§ **EXERCISE**
Pick out each line in the rows below that contains the word "terracotta", and copy those lines.

Collection entries
———

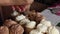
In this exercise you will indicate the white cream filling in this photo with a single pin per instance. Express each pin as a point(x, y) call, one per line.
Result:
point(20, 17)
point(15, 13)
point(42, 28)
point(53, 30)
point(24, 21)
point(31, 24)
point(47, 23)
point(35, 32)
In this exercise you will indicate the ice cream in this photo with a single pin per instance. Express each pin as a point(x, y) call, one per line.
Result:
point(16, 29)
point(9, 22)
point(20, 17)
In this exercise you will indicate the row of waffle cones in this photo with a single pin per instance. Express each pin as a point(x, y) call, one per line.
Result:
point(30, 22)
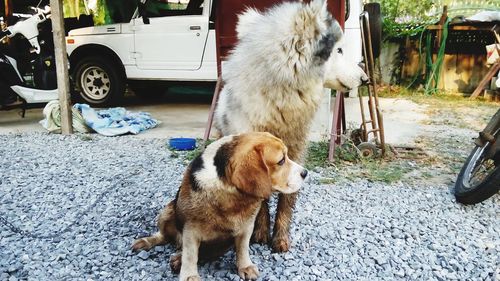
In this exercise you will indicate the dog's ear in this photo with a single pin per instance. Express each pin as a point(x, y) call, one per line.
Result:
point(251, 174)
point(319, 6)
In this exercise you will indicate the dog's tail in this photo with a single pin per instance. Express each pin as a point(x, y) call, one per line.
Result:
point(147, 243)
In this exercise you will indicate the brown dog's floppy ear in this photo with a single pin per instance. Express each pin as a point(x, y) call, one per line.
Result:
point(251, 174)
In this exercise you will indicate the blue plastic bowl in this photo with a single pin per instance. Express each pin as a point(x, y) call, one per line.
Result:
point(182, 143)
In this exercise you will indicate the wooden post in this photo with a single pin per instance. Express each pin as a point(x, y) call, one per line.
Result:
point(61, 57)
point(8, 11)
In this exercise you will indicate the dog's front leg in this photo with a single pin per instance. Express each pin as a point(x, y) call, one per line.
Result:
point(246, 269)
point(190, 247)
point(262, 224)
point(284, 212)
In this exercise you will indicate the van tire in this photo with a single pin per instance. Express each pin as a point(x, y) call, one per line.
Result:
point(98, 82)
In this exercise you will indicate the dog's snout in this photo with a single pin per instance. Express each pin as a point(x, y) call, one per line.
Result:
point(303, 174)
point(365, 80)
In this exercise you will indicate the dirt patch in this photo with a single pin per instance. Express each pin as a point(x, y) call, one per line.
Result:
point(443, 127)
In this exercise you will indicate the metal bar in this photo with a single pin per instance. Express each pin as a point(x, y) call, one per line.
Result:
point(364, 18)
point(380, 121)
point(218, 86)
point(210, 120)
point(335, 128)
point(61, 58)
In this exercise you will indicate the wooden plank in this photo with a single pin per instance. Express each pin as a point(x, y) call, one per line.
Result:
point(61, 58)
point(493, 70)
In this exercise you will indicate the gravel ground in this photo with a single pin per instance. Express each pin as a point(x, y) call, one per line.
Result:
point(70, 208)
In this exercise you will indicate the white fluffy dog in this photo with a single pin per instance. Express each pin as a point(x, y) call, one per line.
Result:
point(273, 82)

———

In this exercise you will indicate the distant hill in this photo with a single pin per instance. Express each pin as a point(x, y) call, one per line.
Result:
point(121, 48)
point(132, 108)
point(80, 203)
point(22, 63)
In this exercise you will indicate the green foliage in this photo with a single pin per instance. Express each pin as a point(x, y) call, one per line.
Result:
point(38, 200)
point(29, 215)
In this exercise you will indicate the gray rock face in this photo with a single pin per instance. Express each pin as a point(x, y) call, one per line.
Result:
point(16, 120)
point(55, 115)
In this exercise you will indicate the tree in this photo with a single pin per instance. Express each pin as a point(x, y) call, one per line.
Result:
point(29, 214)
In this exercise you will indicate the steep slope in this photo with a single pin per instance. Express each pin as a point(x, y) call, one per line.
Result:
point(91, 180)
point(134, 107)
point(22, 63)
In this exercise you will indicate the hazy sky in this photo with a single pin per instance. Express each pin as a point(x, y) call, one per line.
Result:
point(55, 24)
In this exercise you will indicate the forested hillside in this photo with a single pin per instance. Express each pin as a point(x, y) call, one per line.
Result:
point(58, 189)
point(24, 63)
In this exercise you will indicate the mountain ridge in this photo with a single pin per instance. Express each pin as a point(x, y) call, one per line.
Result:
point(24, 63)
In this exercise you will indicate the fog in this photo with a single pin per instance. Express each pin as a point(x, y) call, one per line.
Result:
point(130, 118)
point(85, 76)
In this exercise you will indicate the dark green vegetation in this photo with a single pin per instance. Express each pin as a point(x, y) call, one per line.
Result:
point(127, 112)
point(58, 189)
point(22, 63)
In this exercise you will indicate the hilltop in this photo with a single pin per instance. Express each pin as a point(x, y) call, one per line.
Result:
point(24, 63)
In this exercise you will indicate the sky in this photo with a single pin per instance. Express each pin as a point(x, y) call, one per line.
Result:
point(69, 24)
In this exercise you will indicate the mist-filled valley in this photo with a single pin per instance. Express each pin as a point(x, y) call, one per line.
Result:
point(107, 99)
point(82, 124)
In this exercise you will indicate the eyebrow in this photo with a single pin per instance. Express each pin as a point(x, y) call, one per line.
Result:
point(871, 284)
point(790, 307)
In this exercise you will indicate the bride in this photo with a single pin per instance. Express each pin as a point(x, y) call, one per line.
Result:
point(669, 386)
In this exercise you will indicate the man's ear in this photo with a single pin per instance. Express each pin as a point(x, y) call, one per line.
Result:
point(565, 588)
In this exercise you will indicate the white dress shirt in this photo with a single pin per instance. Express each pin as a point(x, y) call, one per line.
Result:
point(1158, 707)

———

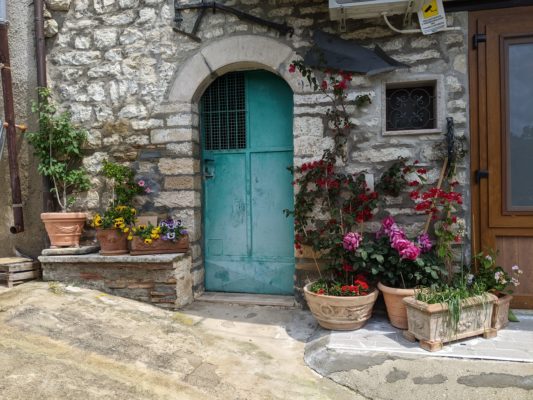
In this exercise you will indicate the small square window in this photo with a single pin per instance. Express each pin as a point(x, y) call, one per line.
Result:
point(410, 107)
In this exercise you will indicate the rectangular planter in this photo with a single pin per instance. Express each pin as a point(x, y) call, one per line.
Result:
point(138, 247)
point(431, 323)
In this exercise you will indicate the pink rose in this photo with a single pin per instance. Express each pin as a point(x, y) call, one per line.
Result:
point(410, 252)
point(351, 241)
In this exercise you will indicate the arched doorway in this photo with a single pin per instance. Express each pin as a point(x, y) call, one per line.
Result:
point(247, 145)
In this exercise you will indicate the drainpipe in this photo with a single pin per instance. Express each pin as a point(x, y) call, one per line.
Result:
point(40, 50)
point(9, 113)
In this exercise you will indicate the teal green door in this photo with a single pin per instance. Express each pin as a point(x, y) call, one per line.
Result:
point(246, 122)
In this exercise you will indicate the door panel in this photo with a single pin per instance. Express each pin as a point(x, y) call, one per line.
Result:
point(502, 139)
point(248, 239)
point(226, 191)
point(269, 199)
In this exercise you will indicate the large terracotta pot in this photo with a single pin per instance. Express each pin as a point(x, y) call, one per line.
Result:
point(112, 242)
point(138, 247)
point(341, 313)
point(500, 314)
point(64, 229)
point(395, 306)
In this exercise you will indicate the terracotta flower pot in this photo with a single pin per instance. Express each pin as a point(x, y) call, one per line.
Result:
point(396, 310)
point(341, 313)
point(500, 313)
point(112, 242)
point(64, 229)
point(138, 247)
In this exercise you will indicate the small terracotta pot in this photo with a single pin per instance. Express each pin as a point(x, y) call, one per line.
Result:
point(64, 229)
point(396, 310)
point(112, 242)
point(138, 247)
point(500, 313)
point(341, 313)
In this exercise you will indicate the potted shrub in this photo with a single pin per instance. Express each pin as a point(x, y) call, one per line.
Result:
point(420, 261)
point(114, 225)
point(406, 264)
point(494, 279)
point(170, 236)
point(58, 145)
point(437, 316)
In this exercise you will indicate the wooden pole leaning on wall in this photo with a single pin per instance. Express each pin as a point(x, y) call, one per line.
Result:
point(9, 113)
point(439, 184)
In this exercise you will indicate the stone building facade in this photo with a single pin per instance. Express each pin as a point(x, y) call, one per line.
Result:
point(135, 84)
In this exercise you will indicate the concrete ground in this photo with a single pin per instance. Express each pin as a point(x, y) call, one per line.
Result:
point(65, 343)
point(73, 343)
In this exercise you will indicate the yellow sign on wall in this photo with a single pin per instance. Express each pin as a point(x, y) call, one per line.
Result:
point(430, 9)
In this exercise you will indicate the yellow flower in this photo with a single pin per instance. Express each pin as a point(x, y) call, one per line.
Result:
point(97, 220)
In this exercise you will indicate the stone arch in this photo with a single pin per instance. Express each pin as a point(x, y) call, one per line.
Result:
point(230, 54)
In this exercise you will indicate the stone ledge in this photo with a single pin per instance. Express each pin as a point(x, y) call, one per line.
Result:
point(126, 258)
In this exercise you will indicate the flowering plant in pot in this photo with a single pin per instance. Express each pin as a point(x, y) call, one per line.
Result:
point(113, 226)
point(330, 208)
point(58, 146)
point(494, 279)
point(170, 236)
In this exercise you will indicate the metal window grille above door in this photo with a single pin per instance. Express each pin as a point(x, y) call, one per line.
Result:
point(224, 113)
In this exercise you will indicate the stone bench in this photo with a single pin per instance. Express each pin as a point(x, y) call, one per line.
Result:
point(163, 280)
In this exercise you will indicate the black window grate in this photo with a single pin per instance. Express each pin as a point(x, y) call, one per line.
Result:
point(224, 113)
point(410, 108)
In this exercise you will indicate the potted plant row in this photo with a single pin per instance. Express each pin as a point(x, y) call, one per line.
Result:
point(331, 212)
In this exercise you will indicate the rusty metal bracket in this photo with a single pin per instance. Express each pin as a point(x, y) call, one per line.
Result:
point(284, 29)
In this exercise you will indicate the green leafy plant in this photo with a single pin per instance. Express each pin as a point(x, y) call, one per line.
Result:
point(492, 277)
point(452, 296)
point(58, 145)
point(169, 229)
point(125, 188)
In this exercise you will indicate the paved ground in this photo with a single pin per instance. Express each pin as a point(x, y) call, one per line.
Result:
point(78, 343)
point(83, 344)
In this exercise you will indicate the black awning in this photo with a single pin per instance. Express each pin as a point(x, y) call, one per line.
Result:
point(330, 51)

———

§ **SOLUTION BELOW**
In this exercise you will indicate the large terracotta pot in this photo with a single pin per instance. Express each pin as a point(x, y) call, one per line.
In this exercise you will indicate the terracotta flower pot in this photo with a single pin per instance. Express each pin as a point(x, y) call, one per line.
In this exercise you will indicate the small terracotta pot in this photo with a single pin per instance. Express each pin as a point(x, y) call, one per line.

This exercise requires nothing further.